En effet, suivant la remarque de saint Augustin, «les Prophètes
ont parlé plus clairement et plus longuement de l'Église que de
Jésus-Christ, car ils prévoyaient qu'il y aurait beaucoup plus
d'erreurs, volontaires et involontaires, sur ce point que sur le
mystère de l'Incarnation» (Catéchisme du Concile de Trente,
à l'article «Je crois à la sainte Église catholique»).
En 1830, M.
Hugh Rose, de Cambridge, à la recherche de collaborateurs pour
une Bibliothèque ecclésiastique, propose à Newman d'écrire une
histoire des premiers Conciles. Pour réaliser ce travail, John
Henry étudie de près les Pères de l'Église d'Alexandrie, en
particulier saint Athanase et Origène; il en retire la
conviction que la Providence, par l'entremise des Anges, a
conduit les événements et les peuples, Juif et païens, vers la
Révélation plénière de la vérité en Jésus-Christ. C'est
seulement à la fin de 1833 que le fruit de cette étude sera
publié sous le titre: Les Ariens du IVe siècle.
Tirer le signal d'alarme
En juillet
1833, Newman rentre juste de vacances passées dans le sud de
l'Europe, lorsque le pasteur John Keble prononce le discours
publié par la suite sous le titre significatif de National
Apostasy. Ce discours, dénonçant l'état critique de l'Église
anglicane, réveille les consciences des anglicans soucieux de la
véritable identité chrétienne de leur Église; il restera dans
l'esprit de Newman comme l'aurore du mouvement religieux connu
de l'Histoire sous le nom de «Mouvement d'Oxford». Dès ses
débuts, Newman fait chorus avec les leaders du Mouvement et
contribue à la publication des «Tracts for the times», écrits de
quelques pages, sans signature et sans but précis sinon de tirer
le signal d'alarme sur le danger couru par l'Église anglicane.
La diffusion des tracts devient rapidement considérable. Dans le
clergé anglican, jusqu'alors engourdi, ces idées nouvelles et
inattendues produisent une sorte de choc. Tous sont remués.
Si, aux yeux
de Newman, la position doctrinale de l'anglicanisme semble
inattaquable, sa déchéance morale lui paraît liée à l'abandon de
la Tradition patristique. Du contact avec les Pères, il espère
un rajeunissement pour son Église. Persuadé que la doctrine de
l'Église d'Angleterre repose essentiellement sur les Pères, il
estime que le retour aux Pères est synonyme de retour aux
théologiens anglicans du XVIe siècle. Newman se montre favorable
à une via media, sorte de position intermédiaire entre le
protestantisme et le catholicisme romain, d'après laquelle il
maintient contre le premier l'autorité de la Tradition et des
premiers Pères et rejette dans le second des doctrines qui lui
apparaissent comme des innovations apparues au cours des
siècles. D'autre part, il considère l'Église anglicane comme une
branche de l'Église catholique, les deux autres étant
représentées par l'Église grecque et l'Église romaine.

Enregistrements de données
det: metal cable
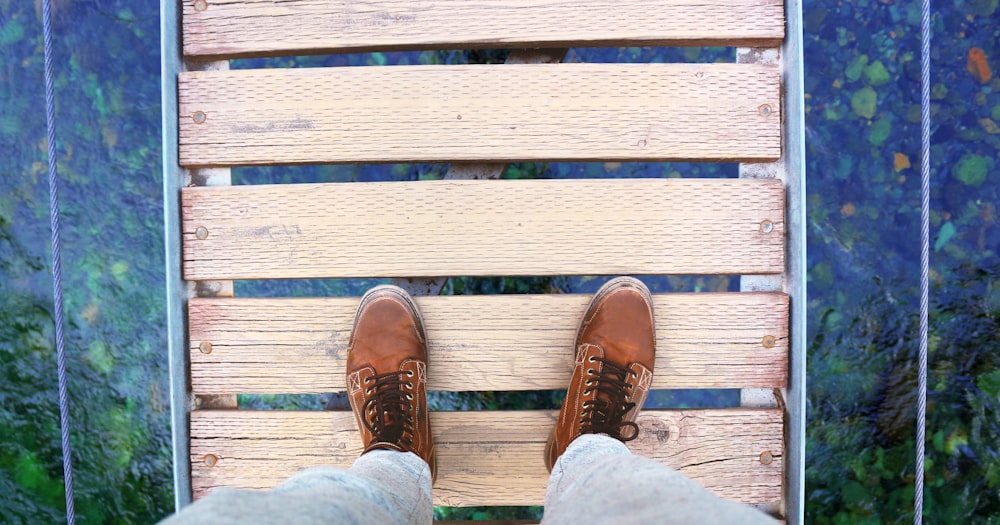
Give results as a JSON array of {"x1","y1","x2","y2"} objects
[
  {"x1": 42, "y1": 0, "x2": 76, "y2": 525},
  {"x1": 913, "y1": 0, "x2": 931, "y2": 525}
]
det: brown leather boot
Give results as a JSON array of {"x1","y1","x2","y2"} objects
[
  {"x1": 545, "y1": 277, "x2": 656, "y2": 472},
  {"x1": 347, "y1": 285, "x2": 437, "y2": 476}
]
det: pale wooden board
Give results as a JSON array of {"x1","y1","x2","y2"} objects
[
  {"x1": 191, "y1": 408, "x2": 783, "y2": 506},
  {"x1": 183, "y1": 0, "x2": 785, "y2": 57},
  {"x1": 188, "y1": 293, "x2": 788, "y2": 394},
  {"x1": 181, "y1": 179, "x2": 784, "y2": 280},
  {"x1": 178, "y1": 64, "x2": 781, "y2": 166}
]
* * *
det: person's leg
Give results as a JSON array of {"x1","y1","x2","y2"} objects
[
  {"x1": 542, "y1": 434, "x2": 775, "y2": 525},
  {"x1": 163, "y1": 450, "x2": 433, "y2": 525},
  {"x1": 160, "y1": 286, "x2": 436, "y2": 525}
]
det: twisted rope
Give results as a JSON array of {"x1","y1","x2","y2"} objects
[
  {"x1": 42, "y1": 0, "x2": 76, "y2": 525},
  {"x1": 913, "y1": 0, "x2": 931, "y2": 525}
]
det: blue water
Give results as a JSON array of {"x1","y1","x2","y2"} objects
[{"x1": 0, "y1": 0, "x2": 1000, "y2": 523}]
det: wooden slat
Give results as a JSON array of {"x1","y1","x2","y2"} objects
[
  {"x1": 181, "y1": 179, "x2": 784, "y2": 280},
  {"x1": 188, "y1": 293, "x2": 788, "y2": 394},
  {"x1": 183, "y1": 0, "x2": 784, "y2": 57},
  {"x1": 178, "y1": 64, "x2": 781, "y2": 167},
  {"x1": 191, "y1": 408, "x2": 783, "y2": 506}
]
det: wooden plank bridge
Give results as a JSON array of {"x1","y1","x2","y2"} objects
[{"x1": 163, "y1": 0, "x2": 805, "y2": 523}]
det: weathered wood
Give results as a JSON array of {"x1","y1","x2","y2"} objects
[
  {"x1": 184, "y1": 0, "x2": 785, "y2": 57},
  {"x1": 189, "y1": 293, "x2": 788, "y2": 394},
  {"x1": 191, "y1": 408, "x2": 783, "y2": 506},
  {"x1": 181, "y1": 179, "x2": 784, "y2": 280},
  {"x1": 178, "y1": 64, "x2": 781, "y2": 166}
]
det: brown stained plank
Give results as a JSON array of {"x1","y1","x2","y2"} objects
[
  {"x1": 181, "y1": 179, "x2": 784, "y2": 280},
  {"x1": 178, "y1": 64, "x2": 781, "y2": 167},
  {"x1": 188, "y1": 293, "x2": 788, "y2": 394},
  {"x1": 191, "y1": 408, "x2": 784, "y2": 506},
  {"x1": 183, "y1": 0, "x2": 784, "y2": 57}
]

- VOS TÂCHES
[a] D'après l'extrait sur Newman, qui a prononcé le discours publié sous le titre National Apostasy ?
[b] Recopiez le passage de l'extrait sur Newman commençant par "Tirer le signal" et se terminant par "par l'Église anglicane.", en renommant "discours" en "sermon".
[c] Rédigez la suite de l'extrait sur Newman, à partir de sa dernière phrase.

- RÉPONSES PAR TÂCHE
[a] Le pasteur John Keble.

[b]
Tirer le signal d'alarme
En juillet
1833, Newman rentre juste de vacances passées dans le sud de
l'Europe, lorsque le pasteur John Keble prononce le sermon
publié par la suite sous le titre significatif de National
Apostasy. Ce sermon, dénonçant l'état critique de l'Église
anglicane, réveille les consciences des anglicans soucieux de la
véritable identité chrétienne de leur Église; il restera dans
l'esprit de Newman comme l'aurore du mouvement religieux connu
de l'Histoire sous le nom de «Mouvement d'Oxford». Dès ses
débuts, Newman fait chorus avec les leaders du Mouvement et
contribue à la publication des «Tracts for the times», écrits de
quelques pages, sans signature et sans but précis sinon de tirer
le signal d'alarme sur le danger couru par l'Église anglicane.

[c]
Mais, en
1839, en étudiant l'histoire des Monophysites (hérétiques du Ve
siècle qui soutenaient qu'il n'y a qu'une seule nature en
Jésus-Christ), il prend conscience de l'impossibilité de
soutenir l'anglicanisme. C'est un coup de foudre, totalement
inattendu. «Il m'était difficile, explique-t-il, de démontrer
que les Monophysites étaient hérétiques sans admettre que les
Protestants et les Anglicans l'étaient également; de trouver
contre les Pères du Concile de Trente des arguments qui ne
retombent pas sur ceux de Chalcédoine (Concile oecuménique de
451 contre les Monophysites); de condamner les Papes du XVIe
siècle sans condamner en même temps ceux du Ve. De part et
d'autre, le combat de l'erreur et de la vérité était absolument
le même. Les principes et la conduite de l'Église actuelle
étaient ceux de l'Église d'alors; les principes et la conduite
des hérétiques d'alors étaient ceux de nos Protestants: voilà ce
que je constatais, à mon grand regret».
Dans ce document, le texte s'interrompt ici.